* **Work instructions**: Lay out the records below as a numbered list, one line per number, and omit any blank lines.
☆ ☆ ☆
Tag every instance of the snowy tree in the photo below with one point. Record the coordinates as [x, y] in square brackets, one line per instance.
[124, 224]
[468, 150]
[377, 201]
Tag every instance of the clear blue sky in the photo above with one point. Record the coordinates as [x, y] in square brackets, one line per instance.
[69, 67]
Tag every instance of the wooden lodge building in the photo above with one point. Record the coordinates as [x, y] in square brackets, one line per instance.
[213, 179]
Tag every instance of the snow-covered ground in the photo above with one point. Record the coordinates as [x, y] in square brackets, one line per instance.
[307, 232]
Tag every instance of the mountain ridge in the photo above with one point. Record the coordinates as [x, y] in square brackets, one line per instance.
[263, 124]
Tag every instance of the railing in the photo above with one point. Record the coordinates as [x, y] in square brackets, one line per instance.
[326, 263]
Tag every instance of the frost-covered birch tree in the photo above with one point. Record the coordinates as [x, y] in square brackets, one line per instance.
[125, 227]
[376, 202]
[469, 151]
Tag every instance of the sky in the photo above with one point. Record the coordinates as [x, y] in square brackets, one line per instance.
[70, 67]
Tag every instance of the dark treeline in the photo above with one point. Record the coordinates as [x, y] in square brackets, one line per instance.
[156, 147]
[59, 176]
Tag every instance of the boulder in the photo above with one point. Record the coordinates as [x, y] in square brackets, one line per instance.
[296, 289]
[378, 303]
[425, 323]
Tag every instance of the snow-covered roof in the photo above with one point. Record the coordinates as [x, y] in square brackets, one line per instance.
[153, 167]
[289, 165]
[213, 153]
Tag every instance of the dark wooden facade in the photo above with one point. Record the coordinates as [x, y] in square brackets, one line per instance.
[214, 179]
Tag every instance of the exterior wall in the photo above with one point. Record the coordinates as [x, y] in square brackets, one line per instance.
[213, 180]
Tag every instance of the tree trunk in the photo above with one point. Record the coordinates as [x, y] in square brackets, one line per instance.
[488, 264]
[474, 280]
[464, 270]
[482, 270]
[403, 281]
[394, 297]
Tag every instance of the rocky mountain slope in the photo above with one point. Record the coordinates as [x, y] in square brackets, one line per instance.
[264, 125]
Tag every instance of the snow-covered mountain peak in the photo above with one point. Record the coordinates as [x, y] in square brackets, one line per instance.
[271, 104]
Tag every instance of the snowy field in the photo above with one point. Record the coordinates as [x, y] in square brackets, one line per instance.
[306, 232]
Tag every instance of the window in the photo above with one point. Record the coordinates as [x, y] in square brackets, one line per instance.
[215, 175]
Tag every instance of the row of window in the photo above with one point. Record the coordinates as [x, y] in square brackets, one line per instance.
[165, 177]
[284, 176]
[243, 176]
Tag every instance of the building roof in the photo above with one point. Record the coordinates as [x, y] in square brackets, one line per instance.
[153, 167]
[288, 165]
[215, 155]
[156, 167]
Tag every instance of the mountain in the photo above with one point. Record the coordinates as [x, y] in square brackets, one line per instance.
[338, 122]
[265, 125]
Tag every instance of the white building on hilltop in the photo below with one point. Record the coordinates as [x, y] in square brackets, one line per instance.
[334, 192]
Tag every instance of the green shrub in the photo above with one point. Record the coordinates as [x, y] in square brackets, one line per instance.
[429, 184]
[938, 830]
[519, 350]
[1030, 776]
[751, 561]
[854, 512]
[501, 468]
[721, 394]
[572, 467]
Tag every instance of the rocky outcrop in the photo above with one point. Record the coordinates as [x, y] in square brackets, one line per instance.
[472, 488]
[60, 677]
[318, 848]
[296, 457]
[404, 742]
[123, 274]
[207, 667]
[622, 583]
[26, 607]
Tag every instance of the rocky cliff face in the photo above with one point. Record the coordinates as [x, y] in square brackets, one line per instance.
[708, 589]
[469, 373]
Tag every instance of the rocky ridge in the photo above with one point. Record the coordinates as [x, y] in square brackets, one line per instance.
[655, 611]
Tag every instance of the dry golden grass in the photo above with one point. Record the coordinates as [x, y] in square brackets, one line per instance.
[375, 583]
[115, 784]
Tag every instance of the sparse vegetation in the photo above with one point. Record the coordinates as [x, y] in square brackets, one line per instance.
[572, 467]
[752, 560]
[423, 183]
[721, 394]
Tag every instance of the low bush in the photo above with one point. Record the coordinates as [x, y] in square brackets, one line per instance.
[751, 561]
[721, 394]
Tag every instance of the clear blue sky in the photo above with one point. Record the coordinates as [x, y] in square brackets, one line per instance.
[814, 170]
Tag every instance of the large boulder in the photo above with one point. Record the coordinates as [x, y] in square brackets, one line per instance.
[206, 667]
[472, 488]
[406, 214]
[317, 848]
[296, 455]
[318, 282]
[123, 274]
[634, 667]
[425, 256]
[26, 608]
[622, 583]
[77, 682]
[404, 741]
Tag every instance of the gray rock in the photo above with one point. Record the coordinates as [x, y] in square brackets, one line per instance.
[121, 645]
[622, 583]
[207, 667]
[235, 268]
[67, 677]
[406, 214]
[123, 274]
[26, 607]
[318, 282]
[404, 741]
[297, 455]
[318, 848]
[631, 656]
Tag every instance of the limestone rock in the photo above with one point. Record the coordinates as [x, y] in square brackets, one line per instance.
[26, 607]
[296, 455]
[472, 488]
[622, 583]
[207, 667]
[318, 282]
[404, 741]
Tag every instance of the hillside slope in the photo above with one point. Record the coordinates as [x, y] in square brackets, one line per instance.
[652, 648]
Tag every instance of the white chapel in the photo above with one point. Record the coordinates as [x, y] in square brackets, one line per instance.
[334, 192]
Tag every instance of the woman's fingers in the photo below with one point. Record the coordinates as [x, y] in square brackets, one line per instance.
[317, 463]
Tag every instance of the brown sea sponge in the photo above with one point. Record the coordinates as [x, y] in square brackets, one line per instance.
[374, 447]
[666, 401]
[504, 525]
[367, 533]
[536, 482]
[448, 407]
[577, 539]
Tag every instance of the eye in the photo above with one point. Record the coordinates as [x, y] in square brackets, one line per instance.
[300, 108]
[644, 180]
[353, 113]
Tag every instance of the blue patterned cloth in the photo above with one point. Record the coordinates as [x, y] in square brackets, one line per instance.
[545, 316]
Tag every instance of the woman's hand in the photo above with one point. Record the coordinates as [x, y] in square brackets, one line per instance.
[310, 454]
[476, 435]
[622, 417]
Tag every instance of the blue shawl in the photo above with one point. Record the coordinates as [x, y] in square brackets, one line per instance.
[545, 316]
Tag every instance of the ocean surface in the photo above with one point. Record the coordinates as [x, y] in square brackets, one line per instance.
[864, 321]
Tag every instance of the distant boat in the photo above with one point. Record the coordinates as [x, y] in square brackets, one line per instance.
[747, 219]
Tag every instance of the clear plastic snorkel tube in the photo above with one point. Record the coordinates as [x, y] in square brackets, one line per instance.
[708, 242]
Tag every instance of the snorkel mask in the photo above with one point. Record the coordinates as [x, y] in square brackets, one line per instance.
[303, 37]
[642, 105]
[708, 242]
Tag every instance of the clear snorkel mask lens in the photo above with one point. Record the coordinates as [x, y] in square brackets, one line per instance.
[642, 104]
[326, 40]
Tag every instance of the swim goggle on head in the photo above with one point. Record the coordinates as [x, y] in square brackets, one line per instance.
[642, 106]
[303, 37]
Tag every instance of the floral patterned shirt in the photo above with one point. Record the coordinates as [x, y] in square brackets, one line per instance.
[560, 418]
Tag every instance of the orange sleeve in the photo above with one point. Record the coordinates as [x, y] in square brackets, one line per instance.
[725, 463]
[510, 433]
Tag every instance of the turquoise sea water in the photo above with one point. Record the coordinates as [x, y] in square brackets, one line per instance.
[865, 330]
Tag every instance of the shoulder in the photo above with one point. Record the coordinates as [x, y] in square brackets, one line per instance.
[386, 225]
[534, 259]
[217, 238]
☆ ☆ ☆
* **Task solution**:
1. Tag every instance of the snowy tree in the photo below with one point. Record the coordinates as [x, y] in square brackets, one line per instance.
2. [124, 224]
3. [468, 150]
4. [377, 201]
5. Tag every instance of the clear blue sky in the photo above with one point. Record the coordinates as [x, y] in square brackets, one line per instance.
6. [69, 67]
7. Tag every instance of the wooden lodge building in the photo above with one point. Record the coordinates as [x, y] in square brackets, one line per instance.
8. [213, 179]
9. Tag every instance of the snow-covered ground in the photo above with one point. Record the coordinates as [x, y] in square brackets, one line per instance.
10. [307, 232]
11. Tag every instance of the mountain ridge in the photo above with one point. Record the coordinates as [x, y] in square brackets, one line per instance.
12. [263, 124]
13. Tag every instance of the railing in the photo above with one point. Record the coordinates as [x, y] in square brackets, one line per instance.
14. [326, 263]
15. Tag every instance of the frost-covered birch tree in the photo above with one point. Record the coordinates as [x, y] in square brackets, one line per instance.
16. [125, 227]
17. [376, 202]
18. [469, 151]
19. Tag every instance of the sky in the photo above with one point. Record the coordinates as [x, y] in square brackets, one line per instance.
20. [70, 67]
21. Tag every instance of the dark treeline in the photo above with one point. Record the coordinates as [x, y] in square brackets, one line per instance.
22. [156, 147]
23. [59, 176]
24. Tag every instance of the boulder in the photo above with one point. Record the coordinates as [x, y] in square brackets, one line per instance.
25. [296, 289]
26. [378, 303]
27. [425, 323]
28. Tag every instance of the snow-covered roof in the photo above with one point. Record the coordinates as [x, y] in square brackets, one line per instance.
29. [153, 167]
30. [289, 165]
31. [213, 153]
32. Tag every instance of the dark wooden facade in the photo above with one point. Record the coordinates as [x, y] in square brackets, one line per instance.
33. [214, 179]
34. Tag every instance of the exterior wall in the photo above with one point. Record the coordinates as [x, y] in square brackets, one line per instance.
35. [213, 180]
36. Tag every instance of the tree trunk in the photo above with one point. Record the coordinates as [x, y] in square brackets, one line per instance.
37. [488, 264]
38. [474, 280]
39. [464, 270]
40. [482, 270]
41. [403, 281]
42. [394, 297]
43. Tag every instance of the rocky mountain slope in the photo above with one point. Record the coordinates as [x, y] in square brackets, one line per instance.
44. [264, 125]
45. Tag every instance of the snow-covered mountain peak in the photo above with one point. Record the coordinates as [x, y] in square brackets, one line per instance.
46. [271, 104]
47. Tag every instance of the snowy field in the photo above with one point. Record the coordinates as [x, y] in square brackets, one line per instance.
48. [306, 232]
49. Tag every instance of the window in the photo above with one point. Record the coordinates as [x, y] in square brackets, one line per instance.
50. [215, 175]
51. Tag every instance of the row of window in the photo above with one point. Record the coordinates as [x, y] in square brackets, one line per instance.
52. [165, 177]
53. [284, 176]
54. [243, 176]
55. Tag every instance of the building roof in the photo above with one point. Record the coordinates as [x, y] in square brackets, one line per instance.
56. [153, 167]
57. [288, 165]
58. [215, 155]
59. [156, 167]
60. Tag every instance of the mountain in the photo above with one point. Record the coordinates as [x, y] in square brackets, one line per instance.
61. [338, 122]
62. [265, 125]
63. Tag every instance of the white building on hilltop in the photo below with one point. Record the coordinates as [x, y] in square brackets, one line per instance.
64. [334, 192]
65. Tag every instance of the green shrub in the photo above with one point. Record the coordinates as [x, y] in square brackets, one line per instance.
66. [429, 184]
67. [938, 830]
68. [519, 350]
69. [1030, 776]
70. [751, 561]
71. [854, 512]
72. [501, 468]
73. [721, 394]
74. [572, 467]
75. Tag every instance of the rocky outcrop in the photo above with one point. Record the coordinates as [x, y] in square brackets, one line per instance.
76. [472, 488]
77. [60, 677]
78. [318, 848]
79. [296, 457]
80. [404, 742]
81. [123, 274]
82. [207, 667]
83. [622, 583]
84. [26, 607]
85. Tag every instance of the rocky cliff face in the photo above with one point. Record the coordinates as [x, y] in square brackets, one line per instance.
86. [708, 589]
87. [469, 373]
88. Tag every instance of the rocky ridge in the photo above with one point. Record the coordinates as [x, y] in square brackets, one line per instance.
89. [655, 611]
90. Tag every instance of the dry golden grass in the photo above with one point. Record the coordinates as [x, y] in square brackets, one line per instance.
91. [375, 583]
92. [115, 784]
93. Tag every instance of the sparse vegetation in the photo above with one point. Record the coordinates as [x, y] in square brackets, one line per instance.
94. [572, 467]
95. [752, 560]
96. [423, 183]
97. [721, 394]
98. Tag every instance of the low bush in the photo above with one point. Record the coordinates as [x, y] in square brackets, one line per instance.
99. [751, 561]
100. [721, 394]
101. Tag every instance of the clear blue sky in the photo above with one point. Record the coordinates as [x, y] in square brackets, one line per instance.
102. [814, 170]
103. Tag every instance of the large boulder in the photo above with one point. Record the coordinates as [x, y] in square brackets, one line per instance.
104. [206, 667]
105. [472, 488]
106. [406, 214]
107. [317, 848]
108. [296, 455]
109. [318, 282]
110. [123, 274]
111. [634, 667]
112. [425, 256]
113. [26, 608]
114. [622, 583]
115. [77, 682]
116. [404, 741]
117. Tag every instance of the gray rock in the photo above with one point. Record the coordinates as [x, y] in square brackets, one line per instance.
118. [121, 645]
119. [622, 583]
120. [207, 667]
121. [235, 268]
122. [67, 677]
123. [406, 214]
124. [123, 274]
125. [26, 607]
126. [318, 282]
127. [404, 741]
128. [297, 455]
129. [318, 848]
130. [631, 656]
131. Tag every instance of the limestone rock in the photo above with one point. Record the coordinates as [x, y] in square brackets, one line per instance.
132. [26, 607]
133. [296, 455]
134. [472, 488]
135. [622, 583]
136. [207, 667]
137. [318, 282]
138. [404, 741]
139. Tag every instance of the hillside slope in the photo above with one point. Record the coordinates as [x, y] in square brackets, one line per instance.
140. [652, 648]
141. Tag every instance of the white chapel in the photo above with one point. Record the coordinates as [x, y] in square brackets, one line per instance.
142. [334, 192]
143. Tag every instance of the woman's fingers in the photo below with one point. Record the coordinates as [x, y] in square brackets, one line per instance.
144. [317, 463]
145. Tag every instance of the brown sea sponge in the photo above with one point. Record the coordinates as [x, y] in square brackets, one line per instance.
146. [374, 447]
147. [666, 401]
148. [504, 525]
149. [367, 533]
150. [536, 482]
151. [448, 407]
152. [577, 539]
153. Tag every instance of the eye in the photo above with one point. Record the coordinates as [x, y] in square brackets, one line per instance.
154. [300, 108]
155. [644, 180]
156. [353, 113]
157. Tag every instance of the blue patterned cloth in the photo above with one point. Record the coordinates as [x, y] in square brackets, one line per instance.
158. [545, 316]
159. Tag every instance of the woman's hand in the photo above with one point. Record the coordinates as [x, y] in square brackets, one line per instance.
160. [310, 454]
161. [476, 435]
162. [622, 417]
163. Tag every instance of the blue shawl in the photo above with one point. Record the coordinates as [x, y] in square brackets, one line per instance.
164. [545, 316]
165. Tag every instance of the ocean surface in the photo above with one point. Record the coordinates as [x, y] in square brackets, one line per instance.
166. [864, 321]
167. Tag every instance of the distant boat in the photo above with one point. Record the coordinates as [x, y] in square brackets, one line per instance.
168. [747, 219]
169. Tag every instance of the clear plastic snorkel tube in the photo above with one point. Record the coordinates as [x, y] in square brackets, one line per instance.
170. [708, 242]
171. Tag every instance of the snorkel mask in the photo above with one point. Record the coordinates as [x, y] in square brackets, one line per instance.
172. [303, 37]
173. [642, 105]
174. [708, 242]
175. Tag every instance of the clear snorkel mask lens in the photo above with one point. Record the coordinates as [x, y] in square brackets, one line per instance.
176. [642, 104]
177. [326, 40]
178. Tag every instance of the swim goggle on head in the photo above with one point. Record the coordinates as [x, y] in square brackets, one line per instance.
179. [642, 106]
180. [303, 37]
181. Tag every instance of the floral patterned shirt in the photo above with one point. Record the coordinates as [x, y] in square brackets, one line per instance.
182. [560, 418]
183. Tag every instance of the orange sleeve in the photo above with one point. Record the coordinates as [x, y] in square brackets, one line per instance.
184. [725, 463]
185. [510, 433]
186. Tag every instance of the turquoise sea water in the photo above with one point. Record the coordinates as [x, y] in square brackets, one line per instance.
187. [865, 330]
188. Tag every instance of the shoulder in the photo above with one point. Record the coordinates as [x, y] in square brackets, one line per instance.
189. [386, 225]
190. [534, 259]
191. [217, 238]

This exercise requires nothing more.